- **EXERCISE PROMPT**: Return the following entries line for line, with nothing changed.

(Object point labels)
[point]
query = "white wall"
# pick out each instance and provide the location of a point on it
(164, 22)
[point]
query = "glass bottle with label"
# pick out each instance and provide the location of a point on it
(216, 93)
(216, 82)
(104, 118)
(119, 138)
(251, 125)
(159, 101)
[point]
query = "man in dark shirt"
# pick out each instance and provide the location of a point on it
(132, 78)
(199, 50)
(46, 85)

- **PROBLEM SOLUTION**:
[point]
query = "white wall"
# pick out each instance and provide the location of a point on it
(164, 22)
[point]
query = "glass bottle with label"
# pick out each instance and provide the location of a point on it
(216, 93)
(216, 82)
(104, 118)
(119, 138)
(251, 125)
(159, 101)
[point]
query = "man in dark shirt"
# pick out each instance and provide the location of a point on it
(132, 78)
(199, 50)
(46, 85)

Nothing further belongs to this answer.